## start

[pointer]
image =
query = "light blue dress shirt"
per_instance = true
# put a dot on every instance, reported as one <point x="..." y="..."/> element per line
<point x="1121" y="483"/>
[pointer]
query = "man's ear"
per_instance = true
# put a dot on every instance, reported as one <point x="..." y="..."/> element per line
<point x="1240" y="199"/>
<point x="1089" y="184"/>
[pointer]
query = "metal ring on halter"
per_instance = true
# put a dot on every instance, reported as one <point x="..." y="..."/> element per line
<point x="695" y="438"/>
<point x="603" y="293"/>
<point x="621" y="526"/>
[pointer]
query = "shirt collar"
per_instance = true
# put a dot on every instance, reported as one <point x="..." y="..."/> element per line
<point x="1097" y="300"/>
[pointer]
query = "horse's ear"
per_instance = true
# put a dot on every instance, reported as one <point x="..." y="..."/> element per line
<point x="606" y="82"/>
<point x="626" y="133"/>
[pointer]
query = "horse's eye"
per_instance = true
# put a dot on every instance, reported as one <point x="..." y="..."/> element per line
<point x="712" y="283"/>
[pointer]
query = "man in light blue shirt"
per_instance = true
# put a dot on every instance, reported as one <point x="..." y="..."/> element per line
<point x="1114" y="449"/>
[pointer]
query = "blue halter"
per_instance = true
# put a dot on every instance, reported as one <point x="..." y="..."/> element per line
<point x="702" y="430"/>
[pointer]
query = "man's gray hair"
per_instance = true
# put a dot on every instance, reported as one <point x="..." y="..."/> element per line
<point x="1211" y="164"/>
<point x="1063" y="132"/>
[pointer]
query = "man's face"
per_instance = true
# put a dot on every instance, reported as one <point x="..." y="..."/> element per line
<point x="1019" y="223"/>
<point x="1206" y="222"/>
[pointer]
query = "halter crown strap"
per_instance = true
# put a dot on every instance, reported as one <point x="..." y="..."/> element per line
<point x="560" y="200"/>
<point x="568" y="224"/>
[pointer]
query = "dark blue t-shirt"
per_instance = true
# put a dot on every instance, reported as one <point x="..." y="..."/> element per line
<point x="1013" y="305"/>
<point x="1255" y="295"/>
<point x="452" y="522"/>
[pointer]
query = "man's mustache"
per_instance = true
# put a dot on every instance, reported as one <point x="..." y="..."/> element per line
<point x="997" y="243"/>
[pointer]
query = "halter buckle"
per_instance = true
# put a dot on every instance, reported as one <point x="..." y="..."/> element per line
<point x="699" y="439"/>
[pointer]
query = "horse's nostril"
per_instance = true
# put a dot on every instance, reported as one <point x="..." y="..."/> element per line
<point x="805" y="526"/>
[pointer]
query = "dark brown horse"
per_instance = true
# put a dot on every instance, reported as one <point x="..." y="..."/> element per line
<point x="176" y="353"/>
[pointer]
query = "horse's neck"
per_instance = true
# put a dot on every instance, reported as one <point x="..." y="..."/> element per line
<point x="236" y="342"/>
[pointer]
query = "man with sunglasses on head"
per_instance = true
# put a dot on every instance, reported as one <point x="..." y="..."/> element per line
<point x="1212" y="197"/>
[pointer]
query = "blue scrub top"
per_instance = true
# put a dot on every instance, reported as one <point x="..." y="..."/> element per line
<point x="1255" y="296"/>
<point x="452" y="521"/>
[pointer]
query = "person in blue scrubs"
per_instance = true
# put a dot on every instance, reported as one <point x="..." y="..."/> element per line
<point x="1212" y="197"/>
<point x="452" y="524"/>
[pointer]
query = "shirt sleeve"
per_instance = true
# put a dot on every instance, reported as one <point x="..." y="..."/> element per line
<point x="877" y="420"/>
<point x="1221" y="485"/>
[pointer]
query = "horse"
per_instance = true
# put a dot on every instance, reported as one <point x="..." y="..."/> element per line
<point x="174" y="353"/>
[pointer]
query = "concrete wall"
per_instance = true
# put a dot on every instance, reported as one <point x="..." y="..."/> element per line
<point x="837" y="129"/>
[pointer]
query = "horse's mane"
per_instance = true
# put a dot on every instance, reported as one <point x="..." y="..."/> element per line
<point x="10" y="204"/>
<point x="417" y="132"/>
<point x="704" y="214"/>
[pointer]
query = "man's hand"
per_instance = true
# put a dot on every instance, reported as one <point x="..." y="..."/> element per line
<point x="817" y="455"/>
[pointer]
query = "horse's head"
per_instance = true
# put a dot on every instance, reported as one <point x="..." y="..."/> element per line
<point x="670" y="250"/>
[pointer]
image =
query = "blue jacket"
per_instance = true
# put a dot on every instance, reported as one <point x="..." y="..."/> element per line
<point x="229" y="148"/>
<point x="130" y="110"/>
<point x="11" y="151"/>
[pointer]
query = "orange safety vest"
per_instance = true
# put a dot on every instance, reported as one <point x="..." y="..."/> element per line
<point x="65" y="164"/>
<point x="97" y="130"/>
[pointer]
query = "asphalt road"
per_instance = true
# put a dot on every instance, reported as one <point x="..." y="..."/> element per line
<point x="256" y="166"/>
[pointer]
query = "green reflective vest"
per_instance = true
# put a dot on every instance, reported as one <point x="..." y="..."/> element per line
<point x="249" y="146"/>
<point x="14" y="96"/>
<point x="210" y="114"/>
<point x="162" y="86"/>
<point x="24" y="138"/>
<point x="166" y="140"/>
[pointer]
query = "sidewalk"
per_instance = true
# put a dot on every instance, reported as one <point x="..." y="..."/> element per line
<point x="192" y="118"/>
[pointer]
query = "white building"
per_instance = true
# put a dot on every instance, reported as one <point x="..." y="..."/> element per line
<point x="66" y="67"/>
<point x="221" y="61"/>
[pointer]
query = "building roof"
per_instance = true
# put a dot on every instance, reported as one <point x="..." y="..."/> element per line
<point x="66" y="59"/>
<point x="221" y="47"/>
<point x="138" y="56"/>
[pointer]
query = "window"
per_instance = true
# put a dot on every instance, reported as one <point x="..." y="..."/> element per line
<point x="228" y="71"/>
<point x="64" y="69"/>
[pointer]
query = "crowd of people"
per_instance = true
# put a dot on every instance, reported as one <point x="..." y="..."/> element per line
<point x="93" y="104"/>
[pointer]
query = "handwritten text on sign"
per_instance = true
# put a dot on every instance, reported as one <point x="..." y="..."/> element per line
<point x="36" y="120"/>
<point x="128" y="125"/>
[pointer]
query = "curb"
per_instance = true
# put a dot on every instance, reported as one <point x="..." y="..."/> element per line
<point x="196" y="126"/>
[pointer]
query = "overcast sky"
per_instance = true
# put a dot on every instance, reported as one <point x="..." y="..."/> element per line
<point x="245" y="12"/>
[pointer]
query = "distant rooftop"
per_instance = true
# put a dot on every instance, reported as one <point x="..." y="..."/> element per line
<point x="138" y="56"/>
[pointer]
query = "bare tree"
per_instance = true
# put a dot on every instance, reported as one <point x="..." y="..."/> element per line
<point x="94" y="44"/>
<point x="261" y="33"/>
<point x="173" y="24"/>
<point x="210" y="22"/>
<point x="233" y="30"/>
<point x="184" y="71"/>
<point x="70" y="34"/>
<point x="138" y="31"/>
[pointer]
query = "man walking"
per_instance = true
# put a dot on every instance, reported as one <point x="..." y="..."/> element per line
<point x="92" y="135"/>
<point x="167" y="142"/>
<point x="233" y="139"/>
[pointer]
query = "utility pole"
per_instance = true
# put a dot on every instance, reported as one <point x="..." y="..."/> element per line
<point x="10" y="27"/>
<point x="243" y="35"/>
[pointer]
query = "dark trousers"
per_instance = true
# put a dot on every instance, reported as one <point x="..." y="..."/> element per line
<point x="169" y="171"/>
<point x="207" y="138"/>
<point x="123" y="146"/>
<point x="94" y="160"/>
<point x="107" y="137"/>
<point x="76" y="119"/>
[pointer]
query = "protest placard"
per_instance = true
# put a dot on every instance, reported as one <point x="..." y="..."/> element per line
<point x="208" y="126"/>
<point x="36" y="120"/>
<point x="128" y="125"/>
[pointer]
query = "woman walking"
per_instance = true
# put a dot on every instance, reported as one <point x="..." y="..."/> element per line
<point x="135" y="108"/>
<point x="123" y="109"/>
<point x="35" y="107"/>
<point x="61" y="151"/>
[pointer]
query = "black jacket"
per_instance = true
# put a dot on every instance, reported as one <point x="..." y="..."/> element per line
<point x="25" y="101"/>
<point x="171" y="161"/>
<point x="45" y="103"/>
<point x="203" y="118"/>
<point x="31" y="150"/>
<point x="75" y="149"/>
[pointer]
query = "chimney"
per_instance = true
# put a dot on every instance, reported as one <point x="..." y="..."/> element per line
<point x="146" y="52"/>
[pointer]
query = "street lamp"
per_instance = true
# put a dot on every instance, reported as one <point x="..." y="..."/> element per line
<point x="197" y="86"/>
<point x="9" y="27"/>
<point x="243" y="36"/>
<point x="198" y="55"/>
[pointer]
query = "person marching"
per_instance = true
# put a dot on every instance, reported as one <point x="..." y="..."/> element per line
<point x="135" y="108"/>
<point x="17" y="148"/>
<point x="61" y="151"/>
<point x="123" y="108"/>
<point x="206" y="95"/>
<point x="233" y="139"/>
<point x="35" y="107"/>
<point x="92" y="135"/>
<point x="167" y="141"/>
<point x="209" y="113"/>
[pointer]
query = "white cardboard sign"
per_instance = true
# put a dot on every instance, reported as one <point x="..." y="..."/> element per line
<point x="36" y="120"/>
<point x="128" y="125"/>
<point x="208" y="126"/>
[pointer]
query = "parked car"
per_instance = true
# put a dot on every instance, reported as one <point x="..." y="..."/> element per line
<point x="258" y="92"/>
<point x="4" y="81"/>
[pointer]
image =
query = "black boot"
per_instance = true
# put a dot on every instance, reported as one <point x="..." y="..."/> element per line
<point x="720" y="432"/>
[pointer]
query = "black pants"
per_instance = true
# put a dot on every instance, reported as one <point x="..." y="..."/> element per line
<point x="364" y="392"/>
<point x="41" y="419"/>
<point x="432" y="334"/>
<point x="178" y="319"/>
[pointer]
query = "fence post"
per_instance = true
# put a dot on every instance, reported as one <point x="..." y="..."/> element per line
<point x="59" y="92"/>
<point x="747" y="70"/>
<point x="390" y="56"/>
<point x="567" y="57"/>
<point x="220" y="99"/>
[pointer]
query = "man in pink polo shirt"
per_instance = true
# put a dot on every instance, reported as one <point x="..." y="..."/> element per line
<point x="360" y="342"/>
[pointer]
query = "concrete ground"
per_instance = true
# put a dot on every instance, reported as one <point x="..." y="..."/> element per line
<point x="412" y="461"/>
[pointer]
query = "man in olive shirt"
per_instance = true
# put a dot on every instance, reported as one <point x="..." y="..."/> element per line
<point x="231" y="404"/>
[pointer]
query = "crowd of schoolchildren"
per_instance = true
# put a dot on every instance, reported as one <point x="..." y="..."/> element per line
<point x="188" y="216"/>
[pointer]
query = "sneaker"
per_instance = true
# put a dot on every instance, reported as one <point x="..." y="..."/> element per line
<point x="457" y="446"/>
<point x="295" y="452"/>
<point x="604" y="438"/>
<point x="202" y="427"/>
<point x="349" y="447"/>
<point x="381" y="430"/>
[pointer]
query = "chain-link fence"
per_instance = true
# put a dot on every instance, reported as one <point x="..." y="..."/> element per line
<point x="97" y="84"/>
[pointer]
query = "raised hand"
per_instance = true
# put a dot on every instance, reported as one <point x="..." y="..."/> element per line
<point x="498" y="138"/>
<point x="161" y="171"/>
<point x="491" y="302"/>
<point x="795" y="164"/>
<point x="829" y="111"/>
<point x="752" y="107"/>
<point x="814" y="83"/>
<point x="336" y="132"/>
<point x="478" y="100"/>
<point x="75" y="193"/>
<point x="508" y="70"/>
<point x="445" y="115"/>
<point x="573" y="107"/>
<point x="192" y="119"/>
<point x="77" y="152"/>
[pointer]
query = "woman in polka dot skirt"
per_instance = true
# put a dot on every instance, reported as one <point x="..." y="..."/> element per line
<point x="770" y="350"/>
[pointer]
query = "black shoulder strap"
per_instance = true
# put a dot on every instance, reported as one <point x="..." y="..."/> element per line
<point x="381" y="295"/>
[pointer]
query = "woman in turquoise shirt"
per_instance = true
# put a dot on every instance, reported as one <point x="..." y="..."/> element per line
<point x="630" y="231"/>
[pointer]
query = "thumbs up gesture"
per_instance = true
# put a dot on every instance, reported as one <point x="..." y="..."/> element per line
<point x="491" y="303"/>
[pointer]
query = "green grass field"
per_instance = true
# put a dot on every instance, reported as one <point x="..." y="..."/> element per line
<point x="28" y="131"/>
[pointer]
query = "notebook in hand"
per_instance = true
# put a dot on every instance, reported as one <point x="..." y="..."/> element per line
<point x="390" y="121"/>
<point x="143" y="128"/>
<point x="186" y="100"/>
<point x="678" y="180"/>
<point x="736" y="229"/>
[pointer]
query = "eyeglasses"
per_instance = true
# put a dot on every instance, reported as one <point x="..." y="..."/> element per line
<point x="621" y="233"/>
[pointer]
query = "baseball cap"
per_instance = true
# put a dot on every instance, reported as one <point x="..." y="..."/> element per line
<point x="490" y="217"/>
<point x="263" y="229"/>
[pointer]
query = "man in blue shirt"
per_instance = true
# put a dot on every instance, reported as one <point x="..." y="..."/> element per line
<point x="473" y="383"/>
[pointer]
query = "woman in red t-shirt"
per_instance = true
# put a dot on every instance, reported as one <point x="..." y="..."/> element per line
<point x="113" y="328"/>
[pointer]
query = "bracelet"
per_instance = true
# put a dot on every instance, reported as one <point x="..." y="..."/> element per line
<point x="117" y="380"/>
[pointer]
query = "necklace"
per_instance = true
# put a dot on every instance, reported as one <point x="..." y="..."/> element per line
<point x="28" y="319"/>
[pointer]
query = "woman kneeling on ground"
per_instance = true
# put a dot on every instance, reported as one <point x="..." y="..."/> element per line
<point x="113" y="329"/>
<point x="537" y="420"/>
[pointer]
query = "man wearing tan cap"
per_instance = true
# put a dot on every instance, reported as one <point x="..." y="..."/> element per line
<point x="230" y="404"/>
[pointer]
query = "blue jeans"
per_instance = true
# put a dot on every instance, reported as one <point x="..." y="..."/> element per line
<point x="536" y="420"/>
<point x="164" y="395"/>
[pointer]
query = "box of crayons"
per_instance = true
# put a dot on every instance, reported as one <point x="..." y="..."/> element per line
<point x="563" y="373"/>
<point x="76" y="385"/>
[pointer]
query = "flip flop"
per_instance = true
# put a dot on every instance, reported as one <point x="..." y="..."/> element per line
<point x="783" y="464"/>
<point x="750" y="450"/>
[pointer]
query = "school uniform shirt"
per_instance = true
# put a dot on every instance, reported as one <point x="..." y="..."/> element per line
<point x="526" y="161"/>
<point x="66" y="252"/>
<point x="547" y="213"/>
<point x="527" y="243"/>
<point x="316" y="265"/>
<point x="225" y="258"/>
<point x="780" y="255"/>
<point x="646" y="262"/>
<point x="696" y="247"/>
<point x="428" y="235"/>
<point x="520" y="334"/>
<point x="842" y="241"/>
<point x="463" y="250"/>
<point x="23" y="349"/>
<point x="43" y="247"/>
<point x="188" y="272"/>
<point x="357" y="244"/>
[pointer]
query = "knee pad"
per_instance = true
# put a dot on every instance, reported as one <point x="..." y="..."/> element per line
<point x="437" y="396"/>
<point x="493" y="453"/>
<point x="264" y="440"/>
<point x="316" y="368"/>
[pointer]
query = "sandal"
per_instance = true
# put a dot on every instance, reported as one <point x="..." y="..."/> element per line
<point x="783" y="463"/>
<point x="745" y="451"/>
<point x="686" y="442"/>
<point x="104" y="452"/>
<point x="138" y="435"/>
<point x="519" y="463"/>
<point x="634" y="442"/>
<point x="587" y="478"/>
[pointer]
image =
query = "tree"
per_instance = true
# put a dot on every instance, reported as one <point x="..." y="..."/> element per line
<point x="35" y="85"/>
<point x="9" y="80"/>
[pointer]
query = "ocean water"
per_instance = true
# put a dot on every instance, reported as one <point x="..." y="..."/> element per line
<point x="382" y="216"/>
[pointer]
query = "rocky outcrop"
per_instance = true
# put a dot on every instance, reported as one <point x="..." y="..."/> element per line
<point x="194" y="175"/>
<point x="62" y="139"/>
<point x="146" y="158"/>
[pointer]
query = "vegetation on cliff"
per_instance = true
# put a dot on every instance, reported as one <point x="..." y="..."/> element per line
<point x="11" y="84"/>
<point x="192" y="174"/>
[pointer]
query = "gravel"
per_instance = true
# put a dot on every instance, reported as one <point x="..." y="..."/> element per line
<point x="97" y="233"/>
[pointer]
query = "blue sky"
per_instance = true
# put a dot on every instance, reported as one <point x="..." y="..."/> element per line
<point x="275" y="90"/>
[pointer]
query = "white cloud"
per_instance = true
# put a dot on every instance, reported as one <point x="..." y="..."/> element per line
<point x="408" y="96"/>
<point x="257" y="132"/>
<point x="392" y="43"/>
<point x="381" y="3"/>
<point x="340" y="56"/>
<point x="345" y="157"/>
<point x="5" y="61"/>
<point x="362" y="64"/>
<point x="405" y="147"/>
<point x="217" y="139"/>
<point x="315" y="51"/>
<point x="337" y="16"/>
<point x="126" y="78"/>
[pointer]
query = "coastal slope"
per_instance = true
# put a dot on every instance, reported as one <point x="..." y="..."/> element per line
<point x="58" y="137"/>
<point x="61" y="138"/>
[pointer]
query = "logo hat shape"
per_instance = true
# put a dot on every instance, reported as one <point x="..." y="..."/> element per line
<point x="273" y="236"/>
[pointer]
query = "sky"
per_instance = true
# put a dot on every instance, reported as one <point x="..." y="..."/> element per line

## end

- _Directions_: Return every line of the items that contains the string "black".

- _Reply_:
query = "black jacket"
query = "black boot"
query = "black pants"
query = "black shoulder strap"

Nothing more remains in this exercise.